■ Set task
Copy every item below word for word, leaving out the pictures.

======== Data lines

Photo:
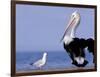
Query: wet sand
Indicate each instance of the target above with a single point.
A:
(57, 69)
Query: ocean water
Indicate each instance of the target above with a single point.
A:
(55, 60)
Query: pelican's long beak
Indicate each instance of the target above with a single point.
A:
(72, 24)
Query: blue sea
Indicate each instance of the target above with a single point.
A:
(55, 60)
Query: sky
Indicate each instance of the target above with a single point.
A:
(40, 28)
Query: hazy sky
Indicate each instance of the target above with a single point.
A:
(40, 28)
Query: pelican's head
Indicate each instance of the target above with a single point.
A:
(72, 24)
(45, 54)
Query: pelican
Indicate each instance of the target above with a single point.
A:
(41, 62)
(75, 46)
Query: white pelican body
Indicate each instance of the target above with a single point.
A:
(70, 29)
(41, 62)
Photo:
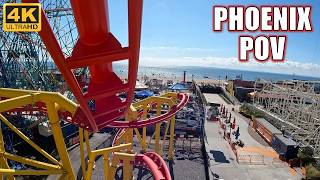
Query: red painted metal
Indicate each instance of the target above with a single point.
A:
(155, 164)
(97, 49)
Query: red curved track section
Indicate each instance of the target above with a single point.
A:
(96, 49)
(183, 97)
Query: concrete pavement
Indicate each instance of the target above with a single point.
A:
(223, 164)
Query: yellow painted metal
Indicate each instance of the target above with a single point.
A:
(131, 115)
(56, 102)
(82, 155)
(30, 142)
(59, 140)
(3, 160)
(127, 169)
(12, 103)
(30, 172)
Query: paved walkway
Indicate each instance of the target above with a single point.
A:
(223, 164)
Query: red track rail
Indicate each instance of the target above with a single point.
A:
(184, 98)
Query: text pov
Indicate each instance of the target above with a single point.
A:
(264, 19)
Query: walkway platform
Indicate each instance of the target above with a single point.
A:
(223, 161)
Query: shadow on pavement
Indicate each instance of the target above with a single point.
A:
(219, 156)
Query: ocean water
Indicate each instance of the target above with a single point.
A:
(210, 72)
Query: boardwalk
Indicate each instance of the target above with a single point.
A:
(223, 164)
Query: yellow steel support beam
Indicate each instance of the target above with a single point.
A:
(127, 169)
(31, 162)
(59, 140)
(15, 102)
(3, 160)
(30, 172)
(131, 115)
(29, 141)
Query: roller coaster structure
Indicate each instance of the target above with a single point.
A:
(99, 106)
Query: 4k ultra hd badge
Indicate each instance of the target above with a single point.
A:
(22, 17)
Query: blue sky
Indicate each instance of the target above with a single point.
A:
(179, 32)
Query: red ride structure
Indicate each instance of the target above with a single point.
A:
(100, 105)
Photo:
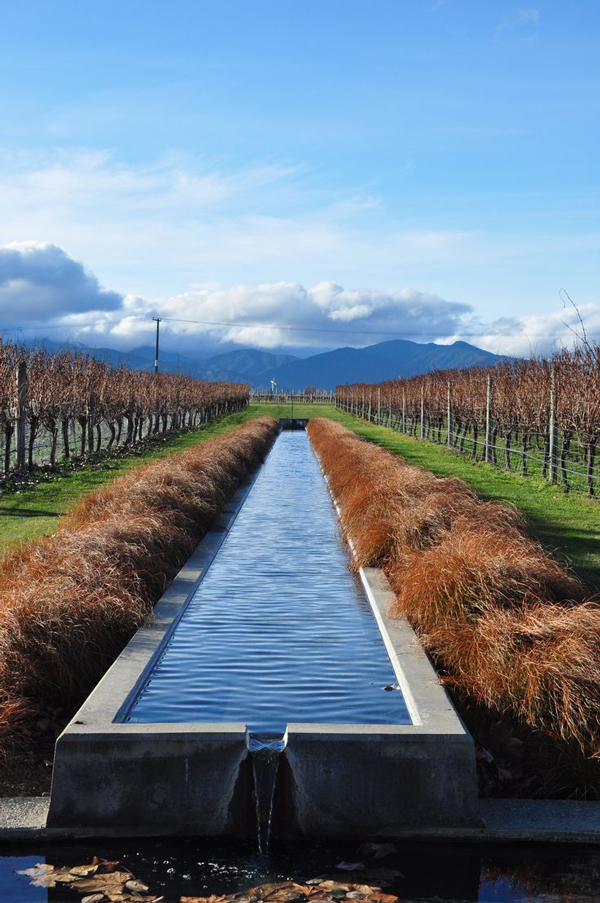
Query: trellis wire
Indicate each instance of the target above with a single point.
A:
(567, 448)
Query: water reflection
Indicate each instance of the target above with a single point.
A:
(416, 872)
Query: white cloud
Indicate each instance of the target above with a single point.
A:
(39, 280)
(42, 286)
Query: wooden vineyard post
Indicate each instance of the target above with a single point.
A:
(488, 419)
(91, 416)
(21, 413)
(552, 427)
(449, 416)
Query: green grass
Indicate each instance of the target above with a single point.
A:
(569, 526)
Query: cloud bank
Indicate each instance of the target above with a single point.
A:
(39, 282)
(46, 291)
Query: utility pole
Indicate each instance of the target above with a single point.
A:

================

■ Answer below
Photo:
Query: wet sand
Indicate each instance of the target above with a single point.
A:
(57, 69)
Query: ocean water
Indicate each instance of the target above with a single point.
A:
(55, 60)
Query: pelican's long beak
Indicate each instance of the target above with a single point.
A:
(72, 24)
Query: blue sea
Indicate each instance of the target above with a single point.
A:
(55, 60)
Query: sky
Indicate each instance of the target above with a single point.
A:
(40, 28)
Query: hazy sky
Indicate each instance of the target above with a single point.
A:
(40, 28)
Query: pelican's head
Indicate each instance of the target above with a single point.
A:
(72, 24)
(45, 54)
Query: pelican
Indicate each instance of the target above with a single point.
A:
(41, 62)
(75, 46)
Query: white pelican body
Indicate each instance of the target above with a single point.
A:
(70, 29)
(41, 62)
Photo:
Query: red painted metal
Indicate each instance of the target above with a single point.
A:
(155, 164)
(97, 49)
Query: red curved track section
Indicate each instance of the target above with a single point.
A:
(96, 49)
(183, 97)
Query: concrete pavement
Indicate each instance of the target above with a single point.
A:
(223, 164)
Query: yellow painted metal
Indicate each instance of the target above with a single point.
A:
(131, 115)
(56, 102)
(82, 155)
(30, 142)
(59, 140)
(3, 160)
(127, 169)
(12, 103)
(30, 172)
Query: paved walkway
Indicate each instance of the target above with a single point.
A:
(223, 164)
Query: red track rail
Indicate each instance of the target above with a single point.
A:
(184, 98)
Query: text pov
Indicate each instance of the target above with a single point.
A:
(264, 19)
Query: walkway platform
Indicate each instance of the target above with a single point.
A:
(223, 161)
Query: shadow on pavement
Indicate each instance of the target above with a single point.
A:
(219, 156)
Query: ocean water
Indicate each instance of the target above with a single point.
A:
(210, 72)
Query: boardwalk
Indicate each instance of the target above with a single point.
A:
(223, 164)
Query: yellow steel support beam
Indicate each instance of the target above with a single point.
A:
(127, 169)
(31, 162)
(59, 140)
(15, 102)
(3, 160)
(30, 172)
(131, 115)
(29, 141)
Query: roller coaster structure
Indicate each instance of the target above with a single point.
A:
(99, 106)
Query: 4k ultra hd badge
Indicate each instance of the target above with a single point.
A:
(22, 17)
Query: blue sky
Indicate each instance of the target above with a single point.
A:
(179, 32)
Query: red ride structure
Indicate each instance of the target above with a single point.
A:
(100, 105)
Photo:
Query: trellis wire
Indicate each instance of the target above with a single point.
A:
(567, 448)
Query: water reflection
Indicate each instance of the target above with a single point.
A:
(416, 872)
Query: white cloud
Indicate each instance of the target above with a single point.
A:
(39, 280)
(42, 286)
Query: wooden vineyard post
Indicate each instance of the target above with a single point.
A:
(488, 419)
(91, 416)
(21, 413)
(552, 427)
(449, 416)
Query: green grass
Indicate each instance of the target above with a single point.
A:
(569, 526)
Query: cloud bank
Indicate each instance of the target above with a single point.
A:
(39, 282)
(46, 291)
Query: utility pole
Indicate each instance of the target above with a single point.
A:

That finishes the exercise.